Omissione di referto per il medico che prolunga il periodo di malattia ad oltre 40 giorni dall’incidente stradale senza darne comunicazione all’Autorità giudiziaria.
Si segnala ai lettori del blog la sentenza numero 30456.2020, resa dalla VI Sezione penale della Corte di Cassazione che, pronunciatasi su un caso di omissione di referto (art. 365 c.p.), si sofferma sulla ratio e la struttura del reato contro l’amministrazione della giustizia.
In particolare, la Suprema Corte, con la pronuncia in commento, enuncia il principio di diritto secondo cui il delitto di omissione di referto, in quanto reato di pericolo, è integrato dalla condotta del sanitario che acquisisce elementi di fatto dai quali desumere l’astratta configurabilità di un delitto procedibile d’ufficio ed ometta, con coscienza e volontà, di redigere o ritardare il referto, ostacolando così l’attività di indagine e l’esercizio dell’azione penale.

▸ Consegna:
Nell'estratto sull'omissione di referto, quale sezione della Corte di Cassazione ha reso la sentenza numero 30456.2020? Le righe non servono per svolgere l'esercizio.

▸ I dati:
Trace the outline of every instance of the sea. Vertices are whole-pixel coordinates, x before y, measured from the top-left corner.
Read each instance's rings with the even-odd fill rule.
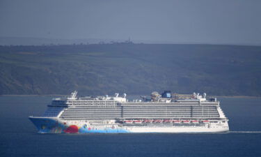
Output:
[[[0,156],[261,156],[261,98],[218,98],[225,133],[38,134],[28,117],[52,96],[0,96]]]

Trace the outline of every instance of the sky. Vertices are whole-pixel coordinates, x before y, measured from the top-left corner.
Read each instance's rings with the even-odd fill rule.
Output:
[[[0,37],[261,44],[260,0],[0,0]]]

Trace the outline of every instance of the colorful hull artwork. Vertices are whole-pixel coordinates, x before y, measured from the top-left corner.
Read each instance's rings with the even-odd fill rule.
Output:
[[[44,117],[29,117],[38,130],[39,133],[127,133],[129,131],[115,127],[98,129],[88,127],[87,124],[82,126],[77,125],[68,126],[59,123],[56,119]]]

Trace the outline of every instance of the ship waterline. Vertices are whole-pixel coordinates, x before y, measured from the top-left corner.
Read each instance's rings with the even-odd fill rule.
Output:
[[[170,91],[150,99],[109,97],[54,98],[41,117],[29,117],[40,133],[213,133],[229,130],[228,119],[216,98],[205,94],[188,98]]]

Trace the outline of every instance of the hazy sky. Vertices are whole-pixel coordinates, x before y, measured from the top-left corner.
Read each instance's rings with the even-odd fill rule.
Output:
[[[0,36],[261,43],[260,0],[0,0]]]

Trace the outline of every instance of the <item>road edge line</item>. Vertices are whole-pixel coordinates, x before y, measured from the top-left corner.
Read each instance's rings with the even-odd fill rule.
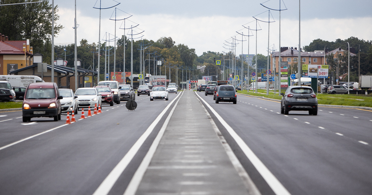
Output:
[[[148,167],[148,165],[150,164],[150,162],[154,156],[154,155],[159,145],[160,140],[164,134],[164,132],[165,131],[166,129],[168,126],[168,124],[170,120],[170,118],[172,117],[173,113],[176,109],[176,107],[178,104],[178,102],[181,99],[183,94],[183,93],[182,93],[181,96],[180,96],[180,98],[177,100],[177,101],[176,102],[174,105],[173,106],[173,108],[172,108],[169,114],[168,114],[168,117],[167,117],[165,121],[164,121],[164,123],[163,124],[160,131],[158,133],[157,135],[154,140],[148,151],[147,151],[146,155],[145,156],[145,157],[140,165],[140,166],[137,169],[135,173],[134,173],[133,177],[132,178],[132,179],[131,180],[128,186],[126,187],[125,192],[124,193],[124,195],[134,195],[136,192],[137,192],[140,184],[141,183],[141,181],[142,181],[142,178],[143,178],[143,176],[145,175],[145,172],[147,169],[147,168]]]
[[[172,100],[172,101],[169,104],[167,107],[164,108],[164,110],[157,117],[147,128],[146,131],[142,134],[142,135],[137,140],[134,144],[128,150],[128,152],[125,154],[123,158],[119,161],[118,164],[115,166],[115,167],[105,178],[105,179],[102,181],[96,191],[94,191],[93,195],[107,195],[109,193],[114,184],[118,180],[119,177],[126,168],[126,166],[129,163],[132,161],[135,154],[137,153],[140,148],[142,146],[144,142],[154,130],[155,126],[168,111],[172,104],[177,99],[178,97],[182,93],[180,93],[178,94],[176,97],[176,98]]]
[[[243,139],[235,132],[235,131],[227,123],[213,108],[205,100],[201,98],[197,93],[196,95],[204,102],[205,105],[211,110],[216,117],[222,125],[225,127],[235,142],[243,150],[247,157],[254,166],[256,169],[270,186],[274,192],[277,195],[291,195],[291,194],[283,185],[274,174],[265,166],[263,163],[253,153]]]

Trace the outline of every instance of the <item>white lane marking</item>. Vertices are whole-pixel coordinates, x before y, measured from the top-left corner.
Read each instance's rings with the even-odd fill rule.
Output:
[[[242,150],[243,150],[244,154],[246,155],[246,156],[248,158],[248,159],[252,163],[253,166],[254,166],[254,167],[258,172],[262,176],[262,177],[273,190],[274,193],[277,195],[290,195],[291,194],[289,193],[289,192],[287,190],[287,189],[285,188],[282,183],[278,180],[278,179],[275,177],[272,173],[269,170],[269,169],[265,166],[265,165],[263,164],[262,162],[258,158],[258,157],[256,156],[256,154],[252,151],[252,150],[249,148],[243,139],[239,136],[234,129],[209,104],[205,101],[205,100],[204,100],[197,93],[196,93],[195,94],[199,97],[201,100],[204,102],[205,105],[213,113],[213,114],[216,116],[216,117],[217,118],[217,119],[224,126],[224,127],[225,127],[226,130],[227,130],[228,132],[231,136],[231,137],[234,139],[237,143],[238,144],[238,145],[241,149]]]
[[[359,143],[362,143],[363,144],[365,144],[366,145],[368,145],[368,143],[367,143],[367,142],[363,142],[363,141],[358,141],[358,142],[359,142]]]
[[[183,94],[183,93],[182,94]],[[156,136],[156,137],[154,140],[153,143],[151,144],[151,146],[150,146],[150,148],[149,149],[148,151],[147,152],[147,153],[145,156],[143,160],[142,160],[142,162],[141,162],[141,164],[140,165],[140,166],[137,169],[137,170],[134,173],[133,177],[132,178],[132,179],[131,180],[130,182],[128,184],[128,186],[126,187],[126,189],[125,190],[125,192],[124,192],[124,195],[134,195],[135,194],[136,192],[137,191],[137,189],[138,189],[138,186],[140,185],[140,183],[141,183],[141,181],[142,180],[142,178],[143,177],[143,175],[145,174],[145,172],[146,172],[146,170],[148,167],[148,165],[150,164],[151,159],[152,159],[153,157],[154,156],[154,154],[155,154],[155,151],[156,150],[156,148],[158,147],[158,146],[159,145],[159,143],[160,142],[160,140],[161,139],[161,137],[163,137],[163,136],[164,134],[165,129],[167,128],[167,126],[168,126],[168,124],[170,120],[170,117],[171,117],[172,115],[173,114],[174,109],[176,109],[176,107],[177,107],[177,105],[178,104],[178,102],[180,101],[180,100],[181,99],[182,97],[182,95],[180,97],[180,98],[178,98],[177,101],[176,102],[176,104],[174,104],[174,105],[172,108],[172,110],[169,112],[169,114],[168,114],[168,117],[167,117],[165,121],[164,121],[164,123],[163,124],[163,126],[160,129],[160,131],[159,131],[159,133],[158,133],[158,134]],[[177,98],[176,99],[176,98]],[[173,101],[176,99],[173,100]],[[154,126],[154,127],[155,127],[155,126]],[[186,151],[185,151],[185,152],[186,152]],[[117,179],[117,178],[116,179]],[[108,193],[108,192],[109,191],[108,191],[107,192]],[[94,194],[95,193],[95,192]],[[93,195],[94,194],[93,194]]]
[[[170,107],[172,104],[174,102],[174,101],[177,99],[178,96],[181,94],[182,93],[180,93],[176,97],[176,98],[172,100],[172,101],[170,102],[168,104],[168,105],[164,108],[163,111],[156,117],[156,118],[150,125],[145,132],[142,134],[142,135],[134,143],[134,144],[133,144],[132,147],[128,151],[128,152],[124,156],[124,157],[120,160],[119,163],[115,166],[113,169],[111,170],[111,172],[106,177],[106,178],[102,182],[102,183],[99,185],[98,188],[96,190],[94,193],[93,193],[93,195],[106,195],[108,194],[109,192],[111,190],[119,176],[120,176],[120,175],[123,173],[124,170],[126,168],[126,166],[128,165],[129,163],[132,161],[132,159],[134,157],[134,155],[137,153],[137,152],[138,152],[138,150],[140,149],[140,148],[141,147],[144,142],[145,142],[145,140],[147,138],[147,137],[151,133],[151,132],[153,131],[155,127],[155,126],[159,123],[160,119],[161,119],[161,118],[163,117],[163,116]],[[156,138],[155,137],[155,139],[156,139]],[[154,144],[153,142],[153,144]],[[151,148],[150,147],[150,149]],[[149,151],[150,151],[150,150]],[[145,156],[145,157],[146,156]],[[132,178],[132,179],[133,178]],[[128,189],[128,188],[127,188],[127,190]]]
[[[26,141],[26,140],[29,140],[29,139],[31,139],[31,138],[35,137],[36,136],[39,136],[40,135],[42,135],[42,134],[44,134],[44,133],[48,133],[48,132],[49,131],[53,131],[53,130],[55,130],[56,129],[57,129],[58,128],[60,128],[62,127],[64,127],[64,126],[66,126],[66,125],[67,125],[68,124],[64,124],[61,125],[61,126],[58,126],[58,127],[54,127],[54,128],[53,129],[49,129],[49,130],[47,130],[45,131],[39,133],[38,133],[37,134],[35,134],[35,135],[34,135],[33,136],[30,136],[30,137],[26,137],[26,138],[25,138],[24,139],[21,139],[21,140],[20,140],[17,141],[17,142],[13,142],[13,143],[11,143],[11,144],[7,144],[7,145],[6,146],[3,146],[3,147],[0,147],[0,150],[2,150],[3,149],[5,149],[5,148],[7,148],[8,147],[10,147],[10,146],[13,145],[15,145],[15,144],[17,144],[18,143],[21,143],[21,142],[22,142]]]
[[[13,118],[10,118],[10,119],[7,119],[7,120],[2,120],[1,121],[0,121],[0,123],[1,123],[1,122],[4,122],[4,121],[7,121],[10,120],[13,120]]]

▸ Risultato dell'esercizio:
La VI Sezione penale.